# Texte cité
= = = =

Avant de décrire les changements dans ma pédagogie, je voudrais dresser un rapide bilan du changement: je n’ai plus l’impression ni de m’ennuyer ni d’ennuyer et je n’ai jamais eu si peu besoin de restaurer la discipline et l’attention pendant les séances. Je n’ai jamais eu des rapports humains aussi épanouis avec mes élèves. Parfois ils sont tellement « sages », les yeux rivés et l’écran de projection des documents, toute ouïe pour mes explications, que je me demande s’ils ne dorment pas les yeux ouverts…

Les ressources du plaisir d’enseigner. Retrouver la curiosité d’apprendre.
Quelles temporalités pour des savoirs vivants ?

Deux proches qui se trouvaient avoir assisté à mes cours m’avaient fait la remarque que j’allais très vite, qu’il se passait vraiment beaucoup de choses dans une heure de cours.

C’est justement sur la question de la temporalité qu’a porté le premier gros groupe de changements que j’ai effectués, insensiblement, quasiment sans m’en rendre compte, dans ma pratique pédagogique.

En me libérant des manuels scolaires et de leurs contenus foisonnant, j’ai aussi ralenti ma propre productivité. J’ai dû, pendant des heures, chercher sur Internet des documents adaptés à mes ambitions (faire un cours dynamique qui maintienne les élèves en éveil tout en apportant un contenu scientifiquement valable, j’y reviendrai). J’ai également passé beaucoup de temps à intégrer à mon site certains documents, à rechercher des contenus libres ou à obtenir l’autorisation d’en reproduire d’autres. Intégrer des contenus lisibles sur Internet prend du temps car il faut soigner la forme, vérifier les liens et établir des passerelles entre les contenus. En outillant mon site de fiches de méthode, de comptes rendus culturels divers et d’un glossaire, j’ai multiplié la durée passée à l’alimenter.

Cette redéfinition de la temporalité de mon propre accès au savoir m’a entraînée à ralentir à la fois ma production de contenus et le rythme interne de mes séances. Jusqu’ici construites à partir de documents (cartes, photographies, textes, graphiques) censés introduire et analyser un objet, les séances étaient désormais centrées sur l’objet lui-même. Cet objet était mis en exergue à partir d’un document central (par exemple, une série de photographies de la cathédrale de Reims) et de documents secondaires (gravures d’époque la replaçant dans son environnement urbain, objets tirés du trésor). Et cet objet lui-même devenait, pour moi et pour les élèves, le lieu d’une enquête.

= = = =

# Enregistrements conservés
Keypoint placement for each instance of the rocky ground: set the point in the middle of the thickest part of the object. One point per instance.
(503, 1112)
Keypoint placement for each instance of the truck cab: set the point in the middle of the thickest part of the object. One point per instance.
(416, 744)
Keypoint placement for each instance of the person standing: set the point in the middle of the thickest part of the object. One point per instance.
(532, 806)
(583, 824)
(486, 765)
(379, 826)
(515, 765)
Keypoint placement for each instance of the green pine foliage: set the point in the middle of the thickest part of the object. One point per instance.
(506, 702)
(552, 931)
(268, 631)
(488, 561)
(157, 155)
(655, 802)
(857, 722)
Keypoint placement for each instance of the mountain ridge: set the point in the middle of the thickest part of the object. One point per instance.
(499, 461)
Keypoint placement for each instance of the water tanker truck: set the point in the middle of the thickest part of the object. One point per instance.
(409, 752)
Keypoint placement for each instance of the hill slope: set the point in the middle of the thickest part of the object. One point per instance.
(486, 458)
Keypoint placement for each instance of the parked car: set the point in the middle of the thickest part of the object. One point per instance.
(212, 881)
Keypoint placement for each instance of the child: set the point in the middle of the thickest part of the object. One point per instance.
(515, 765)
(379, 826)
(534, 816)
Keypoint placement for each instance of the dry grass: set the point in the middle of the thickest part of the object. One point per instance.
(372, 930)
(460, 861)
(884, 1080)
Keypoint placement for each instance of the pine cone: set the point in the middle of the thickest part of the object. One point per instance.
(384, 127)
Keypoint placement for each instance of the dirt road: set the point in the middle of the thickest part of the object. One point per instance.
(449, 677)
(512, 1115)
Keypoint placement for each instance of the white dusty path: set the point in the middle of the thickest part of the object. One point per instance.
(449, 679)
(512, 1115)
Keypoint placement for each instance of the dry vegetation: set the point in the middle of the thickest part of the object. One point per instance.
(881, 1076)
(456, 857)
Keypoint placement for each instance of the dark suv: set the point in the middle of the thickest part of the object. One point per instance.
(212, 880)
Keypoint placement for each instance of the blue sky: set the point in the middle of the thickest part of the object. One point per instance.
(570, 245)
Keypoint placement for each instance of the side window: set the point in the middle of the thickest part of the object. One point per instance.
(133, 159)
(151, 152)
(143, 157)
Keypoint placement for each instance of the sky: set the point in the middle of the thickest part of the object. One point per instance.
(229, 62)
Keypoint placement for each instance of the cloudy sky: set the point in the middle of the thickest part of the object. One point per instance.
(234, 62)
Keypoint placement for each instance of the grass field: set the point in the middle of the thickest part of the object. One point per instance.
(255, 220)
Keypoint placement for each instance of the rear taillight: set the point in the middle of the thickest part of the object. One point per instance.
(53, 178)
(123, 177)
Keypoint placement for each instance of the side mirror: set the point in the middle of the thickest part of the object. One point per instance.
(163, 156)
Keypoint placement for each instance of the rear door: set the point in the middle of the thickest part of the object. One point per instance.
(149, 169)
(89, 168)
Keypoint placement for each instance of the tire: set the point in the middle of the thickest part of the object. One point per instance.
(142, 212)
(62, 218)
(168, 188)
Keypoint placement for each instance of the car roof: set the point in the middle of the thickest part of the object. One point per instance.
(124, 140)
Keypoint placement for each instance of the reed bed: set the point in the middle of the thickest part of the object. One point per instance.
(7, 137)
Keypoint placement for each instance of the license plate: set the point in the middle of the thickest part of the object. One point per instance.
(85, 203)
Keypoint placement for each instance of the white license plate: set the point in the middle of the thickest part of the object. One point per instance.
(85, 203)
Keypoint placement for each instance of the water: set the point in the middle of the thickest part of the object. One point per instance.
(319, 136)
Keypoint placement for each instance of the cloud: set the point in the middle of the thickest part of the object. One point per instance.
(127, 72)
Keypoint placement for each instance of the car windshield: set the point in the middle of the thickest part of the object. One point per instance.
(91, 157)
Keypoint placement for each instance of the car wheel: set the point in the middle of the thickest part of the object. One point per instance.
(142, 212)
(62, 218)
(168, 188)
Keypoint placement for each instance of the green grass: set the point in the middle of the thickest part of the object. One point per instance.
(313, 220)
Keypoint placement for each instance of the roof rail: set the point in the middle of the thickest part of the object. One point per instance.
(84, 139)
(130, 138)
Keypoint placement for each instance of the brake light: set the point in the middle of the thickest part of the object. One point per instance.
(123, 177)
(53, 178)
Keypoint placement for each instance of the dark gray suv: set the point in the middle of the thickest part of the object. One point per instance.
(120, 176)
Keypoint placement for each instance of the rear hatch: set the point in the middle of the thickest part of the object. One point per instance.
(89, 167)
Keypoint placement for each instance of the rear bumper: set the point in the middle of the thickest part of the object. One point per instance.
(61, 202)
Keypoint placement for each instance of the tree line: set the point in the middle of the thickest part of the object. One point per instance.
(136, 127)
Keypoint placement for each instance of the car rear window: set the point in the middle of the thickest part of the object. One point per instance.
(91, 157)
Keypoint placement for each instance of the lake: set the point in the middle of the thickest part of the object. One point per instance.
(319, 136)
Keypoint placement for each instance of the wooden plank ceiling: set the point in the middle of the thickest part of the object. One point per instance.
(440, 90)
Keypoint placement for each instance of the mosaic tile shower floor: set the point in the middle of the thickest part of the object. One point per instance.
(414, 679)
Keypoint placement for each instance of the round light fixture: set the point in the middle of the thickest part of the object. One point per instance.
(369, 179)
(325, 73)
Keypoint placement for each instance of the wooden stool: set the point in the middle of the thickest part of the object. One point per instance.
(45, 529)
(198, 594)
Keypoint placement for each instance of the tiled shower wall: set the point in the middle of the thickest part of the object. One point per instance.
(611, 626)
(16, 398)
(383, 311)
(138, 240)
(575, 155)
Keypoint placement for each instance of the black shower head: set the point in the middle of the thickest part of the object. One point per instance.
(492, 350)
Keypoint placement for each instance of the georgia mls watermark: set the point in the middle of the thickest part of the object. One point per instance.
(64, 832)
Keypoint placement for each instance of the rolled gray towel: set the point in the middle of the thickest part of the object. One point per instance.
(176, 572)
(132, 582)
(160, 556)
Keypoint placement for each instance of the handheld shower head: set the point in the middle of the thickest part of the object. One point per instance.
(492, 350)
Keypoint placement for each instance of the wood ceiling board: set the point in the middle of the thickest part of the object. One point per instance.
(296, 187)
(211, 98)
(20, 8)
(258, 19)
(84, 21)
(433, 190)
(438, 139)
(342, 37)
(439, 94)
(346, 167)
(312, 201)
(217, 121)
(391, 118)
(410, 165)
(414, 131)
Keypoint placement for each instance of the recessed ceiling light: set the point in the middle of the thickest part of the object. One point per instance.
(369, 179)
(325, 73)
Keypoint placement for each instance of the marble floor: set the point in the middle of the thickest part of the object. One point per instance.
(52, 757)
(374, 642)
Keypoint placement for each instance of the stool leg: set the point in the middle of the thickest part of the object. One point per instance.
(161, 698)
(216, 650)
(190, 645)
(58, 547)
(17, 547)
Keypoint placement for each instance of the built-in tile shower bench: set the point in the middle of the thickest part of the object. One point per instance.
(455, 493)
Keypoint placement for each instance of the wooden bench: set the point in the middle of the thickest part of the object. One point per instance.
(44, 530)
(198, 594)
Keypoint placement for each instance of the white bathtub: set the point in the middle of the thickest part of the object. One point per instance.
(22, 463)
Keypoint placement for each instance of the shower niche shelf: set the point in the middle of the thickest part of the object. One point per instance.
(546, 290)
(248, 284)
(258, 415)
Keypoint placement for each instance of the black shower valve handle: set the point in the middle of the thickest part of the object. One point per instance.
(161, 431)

= = = =

# Tâches
- 1) Recopiez à l'identique, dans les enregistrements, le passage qui va de la ligne contenant « Keypoint placement for each instance of the shower » jusqu'à la fin des enregistrements, ces deux bornes comprises.
- 2) Prolongez le texte sur le changement de pédagogie à partir de l'endroit où il s'arrête.
Le texte et les enregistrements proviennent de sources distinctes.

# Réponses attendues
- 1)
Keypoint placement for each instance of the shower niche shelf: set the point in the middle of the thickest part of the object. One point per instance.
(546, 290)
(248, 284)
(258, 415)
Keypoint placement for each instance of the black shower valve handle: set the point in the middle of the thickest part of the object. One point per instance.
(161, 431)

- 2)
Une enquête toute bête : où, quand, qui, comment, pourquoi ? Mais une enquête charnue, vivante, qu’on prenait le temps de savourer. Un des procédés tous bêtes de l’enquête pédagogique a consisté à ôter les légendes. La façade d’une cathédrale légendée sur une page de manuel scolaire ou projetée sur toute la largueur du tableau[6], sans autre indication, prend chair dans un projet commun de découverte spatiale et temporelle. Le sourire de l’ange, introduit au détour d’une diapositive, prenait une épaisseur sensible, esthétique, spatiale, qu’il n’avait pas dans les manuels scolaires. J’avais passé tellement de temps à préparer les séances, à lire, chercher, croiser, que dans une conversation avec une Rémoise rencontrée par hasard, je me suis laissée allée à dire « tiens, j’étais à Reims la semaine dernière », avant de me corriger, confuse…

Ce rapport nouveau à la temporalité dépasse le simple cadre scolaire. Me faisant la réflexion qu’il m’arrivait encore, 20 ans après avoir obtenu mon bac, de repenser à une phrase prononcée par un des mes anciens professeurs et de me dire, « ah, c’est donc ça qu’il voulait dire ! », j’ai fortement relativisé dans ma pratique la part de l’évaluation immédiate de la performance pédagogique. Le rythme classique est celui de la leçon suivie de l’interrogation, de connaissances et/ou de méthodes, sanctionnée par une note. Si je peux difficilement me démarquer d’une démarche qui est intégrée à tous les stades de l’institution, du carnet de notes au dossier scolaire en passant par les bulletins trimestriels, j’ai trouvé des moyens de la contourner. Je re-propose par exemple, à l’issue d’une interrogation, leurs copies à corriger aux élèves à l’interrogation suivante, avant de noter. Mon espoir (pas toujours satisfait, je l’admets) est que les élèves se placent dans un rapport évolutif, autocorrectif à l’acquisition.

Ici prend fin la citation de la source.